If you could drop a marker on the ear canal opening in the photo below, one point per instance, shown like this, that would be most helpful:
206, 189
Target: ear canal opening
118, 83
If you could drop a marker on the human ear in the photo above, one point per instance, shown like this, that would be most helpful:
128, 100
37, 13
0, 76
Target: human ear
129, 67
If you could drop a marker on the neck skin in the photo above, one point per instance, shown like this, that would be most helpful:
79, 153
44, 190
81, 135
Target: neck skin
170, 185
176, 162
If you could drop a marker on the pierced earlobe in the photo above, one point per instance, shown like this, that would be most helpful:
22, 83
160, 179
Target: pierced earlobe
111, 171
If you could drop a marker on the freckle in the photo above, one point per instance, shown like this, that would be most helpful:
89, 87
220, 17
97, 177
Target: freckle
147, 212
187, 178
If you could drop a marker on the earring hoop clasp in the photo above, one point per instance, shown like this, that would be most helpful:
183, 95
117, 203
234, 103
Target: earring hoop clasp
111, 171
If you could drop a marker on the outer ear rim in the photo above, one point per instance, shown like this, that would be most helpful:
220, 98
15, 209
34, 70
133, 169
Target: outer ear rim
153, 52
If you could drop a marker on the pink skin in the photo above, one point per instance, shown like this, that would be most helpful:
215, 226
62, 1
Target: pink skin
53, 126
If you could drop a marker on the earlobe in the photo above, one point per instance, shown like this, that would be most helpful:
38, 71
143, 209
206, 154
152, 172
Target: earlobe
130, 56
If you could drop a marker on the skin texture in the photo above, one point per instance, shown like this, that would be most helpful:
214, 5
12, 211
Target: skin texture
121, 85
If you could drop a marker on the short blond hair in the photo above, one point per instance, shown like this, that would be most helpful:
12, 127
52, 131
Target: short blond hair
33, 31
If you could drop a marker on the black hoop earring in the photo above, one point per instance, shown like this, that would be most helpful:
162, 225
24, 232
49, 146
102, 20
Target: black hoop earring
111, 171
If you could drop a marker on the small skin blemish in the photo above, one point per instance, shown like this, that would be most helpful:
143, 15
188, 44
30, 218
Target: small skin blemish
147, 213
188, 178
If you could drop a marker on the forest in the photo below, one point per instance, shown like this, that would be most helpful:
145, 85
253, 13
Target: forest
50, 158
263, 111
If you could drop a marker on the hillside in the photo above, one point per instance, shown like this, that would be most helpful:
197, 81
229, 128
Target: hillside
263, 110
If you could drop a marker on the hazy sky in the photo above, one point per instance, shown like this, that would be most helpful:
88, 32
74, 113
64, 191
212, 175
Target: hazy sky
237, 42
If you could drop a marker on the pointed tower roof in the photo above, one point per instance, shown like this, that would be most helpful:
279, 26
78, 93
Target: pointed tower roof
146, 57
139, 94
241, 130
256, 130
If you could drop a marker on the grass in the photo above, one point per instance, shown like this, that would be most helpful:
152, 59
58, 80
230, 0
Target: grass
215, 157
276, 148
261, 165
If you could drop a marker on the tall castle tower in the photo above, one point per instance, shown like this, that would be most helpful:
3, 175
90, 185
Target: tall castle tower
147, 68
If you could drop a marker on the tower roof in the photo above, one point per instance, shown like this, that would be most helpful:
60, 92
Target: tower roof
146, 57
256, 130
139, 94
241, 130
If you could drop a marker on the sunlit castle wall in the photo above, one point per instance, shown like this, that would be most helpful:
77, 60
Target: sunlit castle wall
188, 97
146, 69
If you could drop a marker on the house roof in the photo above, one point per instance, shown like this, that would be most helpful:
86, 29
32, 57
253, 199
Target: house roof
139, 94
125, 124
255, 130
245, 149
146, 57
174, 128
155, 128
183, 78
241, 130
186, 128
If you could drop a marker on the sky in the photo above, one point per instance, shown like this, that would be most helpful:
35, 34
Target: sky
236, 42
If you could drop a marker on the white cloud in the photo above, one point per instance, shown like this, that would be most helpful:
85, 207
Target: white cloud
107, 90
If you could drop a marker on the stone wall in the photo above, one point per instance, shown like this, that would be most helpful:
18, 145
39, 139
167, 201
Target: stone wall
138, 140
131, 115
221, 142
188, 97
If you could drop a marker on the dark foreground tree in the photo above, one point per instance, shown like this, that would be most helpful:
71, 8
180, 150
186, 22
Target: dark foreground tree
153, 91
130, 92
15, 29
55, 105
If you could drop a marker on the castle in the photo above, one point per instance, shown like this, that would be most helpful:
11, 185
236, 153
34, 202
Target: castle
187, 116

----

### STATED GOAL
Exactly reproduce the lines beginning with the one that contains "If you could drop a marker on the dark" and ending with the last line of the material, both included. Leave out everything else.

### SOLUTION TO THE EXERCISE
If you could drop a marker on the dark foreground tree in the photo above, one point per instance, shown like this, that would be most helpful:
71, 8
180, 150
186, 22
Target: dark foreground tree
153, 91
130, 92
15, 29
55, 105
If you could drop a marker on the castle in the photo above, one point per instance, shown like this, that would be most helpful:
11, 185
236, 153
34, 202
Target: castle
187, 116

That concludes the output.